Task description
Return everything from "According to Sen." down to "concessions in return." in the article about Obama and the Iran talks, copied word for word.

Obama: No Deal Will Cause Iran to Make Progress
President Barack Obama told lawmakers on Tuesday that Iran would make progress in its ability to build a nuclear weapon if there is no diplomatic deal to halt or roll back its nuclear program.
Obama met with congressmen as part of his ongoing bid to convince them to hold off on tightening sanctions against Tehran while talks continue.
"The president underscored that in the absence of a first step, Iran will continue to make progress on its nuclear program by increasing its enrichment capacity, continuing to grow its stockpile of enriched uranium, installing advanced centrifuges, and making progress on the plutonium track," White House spokesman Jay Carney told reporters at a briefing, according to Reuters.
Fox News reported that the president continued to face skeptical lawmakers worried that a proposed deal would go easy on Tehran.
The president, along with Secretary of State John Kerry and National Security Adviser Susan Rice, met with key senators for two hours to make their case on Iran, the report said.
According to Sen. Bob Corker, R-Tenn., Obama asked lawmakers to pause for "a period of time." Corker said he doesn't anticipate Congress will act on Iran at least until after the Thanksgiving break.
After the meeting, six senators wrote to Kerry urging the administration not to accept any deal that would ease sanctions without rolling back Iran's progress toward gaining a nuclear weapon.
"If we are reducing sanctions, Iran should be reducing its nuclear capabilities," they wrote, specifically voicing concern that a proposal would let Iran access frozen capital without making major concessions in return.
According to Fox News, the letter was signed by Sens. Charles Schumer, D-N.Y.; Lindsey Graham, R-S.C.; Robert Menendez, D-N.J.; John McCain, R-Ariz.; Bob Casey, D-Pa.; and Susan Collins, R-Maine. They voiced support for the overall negotiations, though.
After Iran walked away from an earlier proposal, negotiators are to meet again starting Wednesday in Geneva in hopes of concluding a deal. On Monday, Kerry declined to predict if they would reach an agreement.

Given entries
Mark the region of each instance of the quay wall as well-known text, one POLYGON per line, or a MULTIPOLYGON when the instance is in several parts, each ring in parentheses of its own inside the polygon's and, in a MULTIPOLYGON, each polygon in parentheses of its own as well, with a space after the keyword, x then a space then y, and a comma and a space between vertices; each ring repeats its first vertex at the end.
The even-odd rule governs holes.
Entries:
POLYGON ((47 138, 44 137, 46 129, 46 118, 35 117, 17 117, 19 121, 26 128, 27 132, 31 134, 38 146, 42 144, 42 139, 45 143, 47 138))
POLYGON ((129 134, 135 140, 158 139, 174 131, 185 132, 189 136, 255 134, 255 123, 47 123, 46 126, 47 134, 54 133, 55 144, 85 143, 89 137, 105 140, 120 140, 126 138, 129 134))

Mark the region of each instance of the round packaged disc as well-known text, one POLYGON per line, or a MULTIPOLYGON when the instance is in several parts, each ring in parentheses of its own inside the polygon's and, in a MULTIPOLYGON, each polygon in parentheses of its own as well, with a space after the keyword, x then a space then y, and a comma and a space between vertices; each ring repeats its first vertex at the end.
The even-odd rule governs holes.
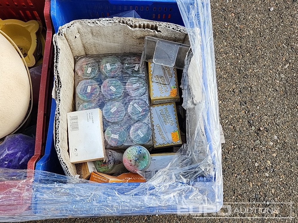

Reply
According to Sen. Bob Corker, R-Tenn., Obama asked lawmakers to pause for "a period of time." Corker said he doesn't anticipate Congress will act on Iran at least until after the Thanksgiving break.
After the meeting, six senators wrote to Kerry urging the administration not to accept any deal that would ease sanctions without rolling back Iran's progress toward gaining a nuclear weapon.
"If we are reducing sanctions, Iran should be reducing its nuclear capabilities," they wrote, specifically voicing concern that a proposal would let Iran access frozen capital without making major concessions in return.